«Un homme d’une grande simplicité », maitre Emmanuel Simh pleure Ni John Fru Ndi

L’opposant charismatique  Ni John Fru Ndi est mort dans la nuit du lundi 12 juin 2023 à Yaoundé, des suites de longue maladie. Le Chairman John Fru Ndi, à la tête du SDF depuis 1990, est décédé à près de 82 ans.  A l’annonce de sa disparition, de nombreux hommes politiques n’ont pas pu dissimuler leurs émotions, et ont exprimé leur compassion aussi bien à sa famille politique qu’à sa famille nucléaire. Maitre Emmanuel Simh, dans un texte émouvant publié sur internet évoque «Un homme d’une grande simplicité.

CHAIRMAN, FOR GLORY

Mister Chairman,

C’est avec une profonde tristesse que j’ai appris ton départ pour l’éternité ce matin.

Il m’a alors semblé naturel de te rendre, dans ces quelques lignes, l’hommage que je te dois, comme camarade de lutte, mais surtout comme inspirateur politique.

J’ai en effet, tout jeune, et comme beaucoup de camerounais, été subjugué par le courage dont tu as fait preuve, pendant les années de braise au début des annees 1990, pour t’opppser à un régime monolithique qui ne s’était pas encore départi, malgré un discours contraire, de la répression politique.

C’est ce qui t’a fait apparaître à l’époque comme le plus charismatique des leaders de l’opposition, et sans conteste.

Je me souviendrai toujours de cette élection présidentielle d’octobre 1992, au cours de laquelle je me suis rendu pour la première fois dans un bureau de vote, pour choisir ton bulletin, ce boit de papier qui représentait pour moi le gage du changement.

● Votre objectif
Citez mot pour mot l'hommage à Ni John Fru Ndi, de « J’ai en effet, tout » à « gage du changement. ». Les entrées qui viennent ensuite forment un contenu indépendant de l'hommage.

● Données de l'exercice
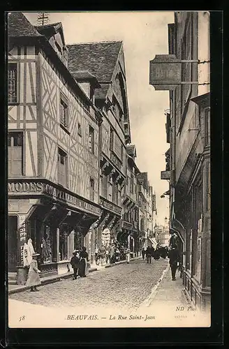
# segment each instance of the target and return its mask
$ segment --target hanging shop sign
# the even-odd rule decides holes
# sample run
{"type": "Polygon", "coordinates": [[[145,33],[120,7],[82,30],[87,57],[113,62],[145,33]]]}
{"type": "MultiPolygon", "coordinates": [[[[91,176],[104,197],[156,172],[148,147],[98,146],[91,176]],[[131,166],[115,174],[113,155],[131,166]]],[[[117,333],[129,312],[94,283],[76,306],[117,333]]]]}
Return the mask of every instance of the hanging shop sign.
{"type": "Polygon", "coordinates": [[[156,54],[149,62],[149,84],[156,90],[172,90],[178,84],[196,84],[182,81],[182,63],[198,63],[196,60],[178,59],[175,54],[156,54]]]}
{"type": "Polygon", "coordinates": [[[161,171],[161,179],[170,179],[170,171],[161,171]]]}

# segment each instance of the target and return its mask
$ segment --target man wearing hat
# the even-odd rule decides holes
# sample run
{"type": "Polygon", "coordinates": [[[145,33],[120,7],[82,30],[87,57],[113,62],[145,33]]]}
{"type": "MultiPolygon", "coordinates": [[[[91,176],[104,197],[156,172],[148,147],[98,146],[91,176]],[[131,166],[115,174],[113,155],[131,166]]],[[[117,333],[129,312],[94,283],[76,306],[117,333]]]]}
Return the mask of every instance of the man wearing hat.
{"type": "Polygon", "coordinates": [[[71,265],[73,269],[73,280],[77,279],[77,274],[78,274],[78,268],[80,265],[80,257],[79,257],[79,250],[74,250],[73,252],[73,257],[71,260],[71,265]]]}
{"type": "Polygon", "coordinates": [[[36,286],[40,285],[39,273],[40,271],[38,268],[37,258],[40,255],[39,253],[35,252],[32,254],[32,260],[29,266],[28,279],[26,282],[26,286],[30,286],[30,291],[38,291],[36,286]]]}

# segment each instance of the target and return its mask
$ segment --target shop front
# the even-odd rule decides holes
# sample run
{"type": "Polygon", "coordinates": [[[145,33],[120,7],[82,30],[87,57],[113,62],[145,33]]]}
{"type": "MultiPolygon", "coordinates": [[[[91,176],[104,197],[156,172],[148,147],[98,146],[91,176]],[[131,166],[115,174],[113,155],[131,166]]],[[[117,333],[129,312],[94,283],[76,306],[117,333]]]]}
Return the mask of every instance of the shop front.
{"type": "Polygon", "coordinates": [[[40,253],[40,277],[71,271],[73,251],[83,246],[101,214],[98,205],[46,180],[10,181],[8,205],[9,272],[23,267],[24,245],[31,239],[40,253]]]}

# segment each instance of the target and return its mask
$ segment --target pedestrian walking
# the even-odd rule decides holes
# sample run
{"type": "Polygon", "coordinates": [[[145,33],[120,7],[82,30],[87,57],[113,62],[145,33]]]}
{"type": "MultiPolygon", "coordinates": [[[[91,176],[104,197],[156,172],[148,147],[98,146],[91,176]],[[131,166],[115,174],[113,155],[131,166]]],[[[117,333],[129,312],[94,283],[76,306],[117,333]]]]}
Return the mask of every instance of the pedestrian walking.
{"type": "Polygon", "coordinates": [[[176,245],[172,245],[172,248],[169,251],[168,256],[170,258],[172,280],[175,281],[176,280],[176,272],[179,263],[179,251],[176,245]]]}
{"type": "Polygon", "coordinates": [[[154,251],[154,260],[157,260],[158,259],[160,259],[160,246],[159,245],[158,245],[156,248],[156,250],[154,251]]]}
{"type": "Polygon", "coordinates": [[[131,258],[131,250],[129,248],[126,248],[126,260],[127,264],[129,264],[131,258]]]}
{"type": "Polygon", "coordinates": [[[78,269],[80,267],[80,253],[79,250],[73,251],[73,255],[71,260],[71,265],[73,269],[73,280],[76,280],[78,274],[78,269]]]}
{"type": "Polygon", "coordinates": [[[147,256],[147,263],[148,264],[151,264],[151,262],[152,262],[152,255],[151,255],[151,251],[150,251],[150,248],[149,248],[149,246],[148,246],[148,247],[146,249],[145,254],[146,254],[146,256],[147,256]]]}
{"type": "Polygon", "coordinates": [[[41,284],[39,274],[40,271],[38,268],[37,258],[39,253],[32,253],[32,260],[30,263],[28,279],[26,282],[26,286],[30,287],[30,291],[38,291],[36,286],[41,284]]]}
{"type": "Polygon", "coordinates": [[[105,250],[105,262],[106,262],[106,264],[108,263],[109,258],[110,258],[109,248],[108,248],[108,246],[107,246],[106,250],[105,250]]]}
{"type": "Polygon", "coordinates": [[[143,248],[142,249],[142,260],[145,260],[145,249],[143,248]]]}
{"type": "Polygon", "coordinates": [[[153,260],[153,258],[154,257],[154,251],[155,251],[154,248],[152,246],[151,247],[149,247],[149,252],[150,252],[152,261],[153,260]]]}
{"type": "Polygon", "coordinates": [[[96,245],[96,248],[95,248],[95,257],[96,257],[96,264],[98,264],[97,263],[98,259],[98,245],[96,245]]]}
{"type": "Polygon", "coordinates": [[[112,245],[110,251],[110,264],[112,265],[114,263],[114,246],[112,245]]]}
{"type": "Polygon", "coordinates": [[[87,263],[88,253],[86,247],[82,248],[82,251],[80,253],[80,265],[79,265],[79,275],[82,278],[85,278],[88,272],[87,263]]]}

● Réponse rédigée
J’ai en effet, tout jeune, et comme beaucoup de camerounais, été subjugué par le courage dont tu as fait preuve, pendant les années de braise au début des annees 1990, pour t’opppser à un régime monolithique qui ne s’était pas encore départi, malgré un discours contraire, de la répression politique.

C’est ce qui t’a fait apparaître à l’époque comme le plus charismatique des leaders de l’opposition, et sans conteste.

Je me souviendrai toujours de cette élection présidentielle d’octobre 1992, au cours de laquelle je me suis rendu pour la première fois dans un bureau de vote, pour choisir ton bulletin, ce boit de papier qui représentait pour moi le gage du changement.